- [The task]: Copy each line below in which the word "tight" occurs.

***** Records shown *****

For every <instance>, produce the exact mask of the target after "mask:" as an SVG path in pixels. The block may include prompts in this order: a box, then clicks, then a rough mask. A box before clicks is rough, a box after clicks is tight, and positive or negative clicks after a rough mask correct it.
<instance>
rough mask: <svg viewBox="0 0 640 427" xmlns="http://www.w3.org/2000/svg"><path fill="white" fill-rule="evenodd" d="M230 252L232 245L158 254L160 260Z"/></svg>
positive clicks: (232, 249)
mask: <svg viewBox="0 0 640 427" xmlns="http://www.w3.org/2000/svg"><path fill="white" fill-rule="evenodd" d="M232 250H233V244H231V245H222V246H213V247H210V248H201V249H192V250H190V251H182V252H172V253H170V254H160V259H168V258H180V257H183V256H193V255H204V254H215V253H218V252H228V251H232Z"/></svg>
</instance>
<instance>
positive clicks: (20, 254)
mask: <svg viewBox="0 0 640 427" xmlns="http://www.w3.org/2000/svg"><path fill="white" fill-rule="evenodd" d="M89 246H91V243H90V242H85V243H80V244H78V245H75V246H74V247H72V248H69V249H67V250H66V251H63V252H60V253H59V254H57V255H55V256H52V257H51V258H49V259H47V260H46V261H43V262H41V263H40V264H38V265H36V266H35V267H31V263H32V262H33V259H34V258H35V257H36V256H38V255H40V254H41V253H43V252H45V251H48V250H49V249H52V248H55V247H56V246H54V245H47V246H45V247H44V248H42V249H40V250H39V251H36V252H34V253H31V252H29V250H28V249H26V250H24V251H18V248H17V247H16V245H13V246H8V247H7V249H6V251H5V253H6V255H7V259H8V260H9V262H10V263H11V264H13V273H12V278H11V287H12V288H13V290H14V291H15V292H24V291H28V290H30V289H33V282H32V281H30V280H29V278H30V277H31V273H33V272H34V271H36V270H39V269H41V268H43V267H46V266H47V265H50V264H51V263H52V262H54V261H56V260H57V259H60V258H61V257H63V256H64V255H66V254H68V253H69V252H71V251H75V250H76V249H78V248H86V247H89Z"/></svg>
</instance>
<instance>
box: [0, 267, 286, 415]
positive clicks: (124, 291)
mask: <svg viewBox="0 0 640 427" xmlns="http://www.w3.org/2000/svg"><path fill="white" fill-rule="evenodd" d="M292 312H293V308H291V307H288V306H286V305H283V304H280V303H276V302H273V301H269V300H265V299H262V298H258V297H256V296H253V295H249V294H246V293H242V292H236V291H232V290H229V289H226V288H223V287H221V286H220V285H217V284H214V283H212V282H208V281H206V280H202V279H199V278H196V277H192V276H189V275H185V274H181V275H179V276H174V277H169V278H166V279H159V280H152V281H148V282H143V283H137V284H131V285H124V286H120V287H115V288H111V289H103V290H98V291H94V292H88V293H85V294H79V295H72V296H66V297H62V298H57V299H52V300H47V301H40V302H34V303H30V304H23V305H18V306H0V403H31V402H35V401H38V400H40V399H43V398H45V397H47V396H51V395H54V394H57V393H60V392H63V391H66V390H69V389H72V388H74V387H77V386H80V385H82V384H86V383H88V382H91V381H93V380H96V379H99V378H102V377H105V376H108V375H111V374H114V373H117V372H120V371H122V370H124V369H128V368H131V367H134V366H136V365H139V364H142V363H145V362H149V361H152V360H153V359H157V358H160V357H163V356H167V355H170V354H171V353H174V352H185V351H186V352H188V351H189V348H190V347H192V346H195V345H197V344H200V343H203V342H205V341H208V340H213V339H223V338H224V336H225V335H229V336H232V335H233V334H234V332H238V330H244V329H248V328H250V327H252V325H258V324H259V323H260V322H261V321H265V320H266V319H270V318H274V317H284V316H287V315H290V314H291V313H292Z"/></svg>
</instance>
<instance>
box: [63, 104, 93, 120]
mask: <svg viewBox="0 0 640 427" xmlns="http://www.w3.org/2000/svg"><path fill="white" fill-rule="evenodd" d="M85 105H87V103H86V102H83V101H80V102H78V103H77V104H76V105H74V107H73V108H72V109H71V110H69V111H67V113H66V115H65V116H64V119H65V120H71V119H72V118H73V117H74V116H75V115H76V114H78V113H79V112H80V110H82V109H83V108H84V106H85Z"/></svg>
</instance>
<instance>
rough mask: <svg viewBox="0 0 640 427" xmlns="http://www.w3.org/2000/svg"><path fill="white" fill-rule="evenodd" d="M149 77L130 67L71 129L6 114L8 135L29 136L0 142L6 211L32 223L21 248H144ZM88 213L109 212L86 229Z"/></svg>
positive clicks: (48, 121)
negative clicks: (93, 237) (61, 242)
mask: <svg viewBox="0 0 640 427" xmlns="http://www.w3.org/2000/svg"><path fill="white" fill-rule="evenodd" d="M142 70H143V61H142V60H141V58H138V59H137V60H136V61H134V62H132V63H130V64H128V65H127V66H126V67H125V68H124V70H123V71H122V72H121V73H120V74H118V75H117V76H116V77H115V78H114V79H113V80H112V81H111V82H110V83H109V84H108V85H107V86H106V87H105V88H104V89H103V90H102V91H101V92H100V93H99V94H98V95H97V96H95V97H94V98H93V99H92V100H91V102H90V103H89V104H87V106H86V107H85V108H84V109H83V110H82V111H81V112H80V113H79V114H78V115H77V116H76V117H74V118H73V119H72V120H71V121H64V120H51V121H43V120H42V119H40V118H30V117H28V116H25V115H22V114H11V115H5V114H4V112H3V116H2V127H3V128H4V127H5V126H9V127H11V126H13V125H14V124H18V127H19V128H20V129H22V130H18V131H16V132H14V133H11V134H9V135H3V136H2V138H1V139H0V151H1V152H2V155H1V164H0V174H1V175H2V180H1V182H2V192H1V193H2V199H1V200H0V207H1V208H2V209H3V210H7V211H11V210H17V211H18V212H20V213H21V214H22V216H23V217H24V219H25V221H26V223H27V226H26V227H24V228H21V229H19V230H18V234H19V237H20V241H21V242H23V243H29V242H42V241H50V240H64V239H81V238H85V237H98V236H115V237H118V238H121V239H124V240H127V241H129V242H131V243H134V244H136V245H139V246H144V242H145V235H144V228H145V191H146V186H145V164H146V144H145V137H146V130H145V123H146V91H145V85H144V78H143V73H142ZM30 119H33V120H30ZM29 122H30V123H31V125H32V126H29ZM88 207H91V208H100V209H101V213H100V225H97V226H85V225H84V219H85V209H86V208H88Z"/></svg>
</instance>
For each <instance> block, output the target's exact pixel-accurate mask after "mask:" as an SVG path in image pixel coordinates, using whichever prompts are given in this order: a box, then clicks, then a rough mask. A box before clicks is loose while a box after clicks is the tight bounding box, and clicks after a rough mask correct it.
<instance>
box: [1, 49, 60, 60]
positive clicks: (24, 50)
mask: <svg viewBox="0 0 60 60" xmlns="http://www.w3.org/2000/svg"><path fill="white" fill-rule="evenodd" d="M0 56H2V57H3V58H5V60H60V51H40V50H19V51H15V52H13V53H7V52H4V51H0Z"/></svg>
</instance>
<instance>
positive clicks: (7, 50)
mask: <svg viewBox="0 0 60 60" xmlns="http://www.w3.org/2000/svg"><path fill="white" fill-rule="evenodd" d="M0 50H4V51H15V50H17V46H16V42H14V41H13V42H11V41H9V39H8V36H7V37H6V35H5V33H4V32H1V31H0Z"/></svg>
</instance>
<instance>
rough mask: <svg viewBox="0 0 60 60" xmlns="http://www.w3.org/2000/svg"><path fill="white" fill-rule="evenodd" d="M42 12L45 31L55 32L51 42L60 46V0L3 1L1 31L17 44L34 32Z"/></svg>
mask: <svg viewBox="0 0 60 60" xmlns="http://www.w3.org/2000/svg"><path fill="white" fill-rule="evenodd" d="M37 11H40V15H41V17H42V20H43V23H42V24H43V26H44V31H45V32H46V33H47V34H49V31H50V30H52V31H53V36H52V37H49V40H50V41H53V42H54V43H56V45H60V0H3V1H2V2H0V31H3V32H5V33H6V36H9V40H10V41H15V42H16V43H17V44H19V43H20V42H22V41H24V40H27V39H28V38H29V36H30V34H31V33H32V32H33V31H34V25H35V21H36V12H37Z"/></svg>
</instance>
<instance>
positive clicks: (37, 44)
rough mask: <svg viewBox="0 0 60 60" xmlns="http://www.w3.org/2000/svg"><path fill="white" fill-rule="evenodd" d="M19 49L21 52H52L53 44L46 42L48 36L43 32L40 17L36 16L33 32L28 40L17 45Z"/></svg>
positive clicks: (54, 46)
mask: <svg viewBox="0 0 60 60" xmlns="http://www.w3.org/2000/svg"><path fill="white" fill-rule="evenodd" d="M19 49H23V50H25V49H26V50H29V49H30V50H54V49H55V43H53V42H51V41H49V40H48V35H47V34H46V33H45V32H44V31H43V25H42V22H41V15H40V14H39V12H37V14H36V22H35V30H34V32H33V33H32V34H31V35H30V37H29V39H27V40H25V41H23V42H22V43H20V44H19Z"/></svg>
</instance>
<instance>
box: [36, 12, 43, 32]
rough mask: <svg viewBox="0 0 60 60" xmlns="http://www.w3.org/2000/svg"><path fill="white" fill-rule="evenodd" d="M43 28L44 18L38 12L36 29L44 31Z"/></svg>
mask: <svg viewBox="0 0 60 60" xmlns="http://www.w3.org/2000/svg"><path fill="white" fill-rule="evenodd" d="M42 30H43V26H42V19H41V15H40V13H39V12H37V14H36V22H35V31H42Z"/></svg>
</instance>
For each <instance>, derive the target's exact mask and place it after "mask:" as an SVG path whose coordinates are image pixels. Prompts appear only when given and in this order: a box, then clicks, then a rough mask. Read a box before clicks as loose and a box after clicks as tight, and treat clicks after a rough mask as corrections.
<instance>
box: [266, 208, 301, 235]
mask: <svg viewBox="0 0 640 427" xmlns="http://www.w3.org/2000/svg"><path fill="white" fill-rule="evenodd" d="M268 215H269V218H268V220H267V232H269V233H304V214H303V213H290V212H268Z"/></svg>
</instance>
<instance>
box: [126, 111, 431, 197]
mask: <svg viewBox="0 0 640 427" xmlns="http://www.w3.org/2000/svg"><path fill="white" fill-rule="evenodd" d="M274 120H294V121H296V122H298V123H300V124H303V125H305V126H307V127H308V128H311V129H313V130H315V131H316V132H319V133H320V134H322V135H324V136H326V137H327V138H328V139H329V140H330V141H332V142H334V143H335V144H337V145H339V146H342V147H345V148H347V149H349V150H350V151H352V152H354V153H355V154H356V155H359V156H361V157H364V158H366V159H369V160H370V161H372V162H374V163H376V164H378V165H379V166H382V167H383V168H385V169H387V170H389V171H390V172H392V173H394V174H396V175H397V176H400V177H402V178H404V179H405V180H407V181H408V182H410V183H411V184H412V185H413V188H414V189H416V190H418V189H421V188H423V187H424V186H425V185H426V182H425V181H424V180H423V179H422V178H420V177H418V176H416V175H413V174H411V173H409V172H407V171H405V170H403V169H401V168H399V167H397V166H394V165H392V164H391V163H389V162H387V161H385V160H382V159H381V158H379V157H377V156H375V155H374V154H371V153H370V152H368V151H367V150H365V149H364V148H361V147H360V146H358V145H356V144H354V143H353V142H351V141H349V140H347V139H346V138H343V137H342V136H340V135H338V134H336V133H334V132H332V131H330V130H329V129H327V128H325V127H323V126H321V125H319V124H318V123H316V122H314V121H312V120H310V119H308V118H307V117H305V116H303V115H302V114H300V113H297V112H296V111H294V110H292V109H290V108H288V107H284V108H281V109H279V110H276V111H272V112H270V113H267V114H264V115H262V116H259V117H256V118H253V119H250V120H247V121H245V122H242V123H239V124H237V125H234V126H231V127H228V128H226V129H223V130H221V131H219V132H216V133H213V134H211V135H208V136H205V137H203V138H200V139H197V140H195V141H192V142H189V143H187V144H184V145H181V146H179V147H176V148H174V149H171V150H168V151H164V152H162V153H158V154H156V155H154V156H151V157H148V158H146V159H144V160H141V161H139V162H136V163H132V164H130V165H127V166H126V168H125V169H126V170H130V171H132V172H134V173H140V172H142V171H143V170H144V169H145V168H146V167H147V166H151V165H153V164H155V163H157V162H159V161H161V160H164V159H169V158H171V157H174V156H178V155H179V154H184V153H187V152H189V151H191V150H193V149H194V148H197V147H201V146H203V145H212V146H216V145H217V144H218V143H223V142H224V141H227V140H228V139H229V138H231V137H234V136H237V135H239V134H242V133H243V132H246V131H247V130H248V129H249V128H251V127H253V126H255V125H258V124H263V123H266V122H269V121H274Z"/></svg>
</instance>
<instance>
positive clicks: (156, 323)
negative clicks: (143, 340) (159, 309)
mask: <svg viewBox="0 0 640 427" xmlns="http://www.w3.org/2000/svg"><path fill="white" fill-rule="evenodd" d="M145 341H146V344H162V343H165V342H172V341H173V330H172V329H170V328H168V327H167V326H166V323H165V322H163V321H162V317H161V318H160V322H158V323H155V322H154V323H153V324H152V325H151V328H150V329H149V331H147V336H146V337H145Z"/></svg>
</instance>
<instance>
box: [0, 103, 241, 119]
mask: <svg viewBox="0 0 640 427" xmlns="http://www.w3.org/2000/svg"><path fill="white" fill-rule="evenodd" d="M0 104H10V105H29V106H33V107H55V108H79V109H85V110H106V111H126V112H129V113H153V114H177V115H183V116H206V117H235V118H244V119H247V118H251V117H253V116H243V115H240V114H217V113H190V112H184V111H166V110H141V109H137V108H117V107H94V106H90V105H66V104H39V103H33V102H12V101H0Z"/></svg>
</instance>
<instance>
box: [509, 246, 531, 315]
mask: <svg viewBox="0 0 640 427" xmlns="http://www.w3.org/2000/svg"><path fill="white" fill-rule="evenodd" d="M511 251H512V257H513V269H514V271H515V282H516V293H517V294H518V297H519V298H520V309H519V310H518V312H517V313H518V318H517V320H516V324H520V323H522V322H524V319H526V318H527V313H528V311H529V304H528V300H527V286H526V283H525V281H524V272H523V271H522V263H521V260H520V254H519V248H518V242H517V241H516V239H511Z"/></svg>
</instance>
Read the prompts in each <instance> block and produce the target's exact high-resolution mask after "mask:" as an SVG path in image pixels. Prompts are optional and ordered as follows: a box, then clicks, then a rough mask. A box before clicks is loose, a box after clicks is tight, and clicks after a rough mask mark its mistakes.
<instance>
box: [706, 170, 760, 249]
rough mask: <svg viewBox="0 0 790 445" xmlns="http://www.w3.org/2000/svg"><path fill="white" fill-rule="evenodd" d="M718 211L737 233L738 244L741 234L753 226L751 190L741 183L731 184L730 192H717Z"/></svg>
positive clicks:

*****

- [Response]:
For every <instance>, produce the exact mask of the target after "mask:" as an SVG path in pixels. The block may include prompts in this order: a box, then clicks, then a rough mask. A box before clicks is rough, a box after clicks is tight, and positive or negative clicks after a rough mask correct it.
For each <instance> block, output the target's exact pixel-accurate mask after "mask:" as an SVG path in image pixel coordinates, using whichever prompts are given in this order: a box, then clicks, then a rough mask. A box before clicks is loose while a box after clicks is the tight bounding box, and clicks after a rough mask correct it.
For each <instance>, derive the target's exact mask and place it after "mask:" as an SVG path whose coordinates are image pixels. Prompts appear only when given and in this order: a box, then clicks, then a rough mask. Read a box before clicks as loose and a box after clicks as tight, and treat clicks after a rough mask as corrections.
Read the prompts in each <instance> block and produce the target's exact high-resolution mask after "mask:" as an SVG path in image pixels. Prompts are optional and ordered as follows: a box, then clicks, then a rough mask. A box before clicks is loose, a box after clicks is tight, and clicks after a rough mask mark its mistakes.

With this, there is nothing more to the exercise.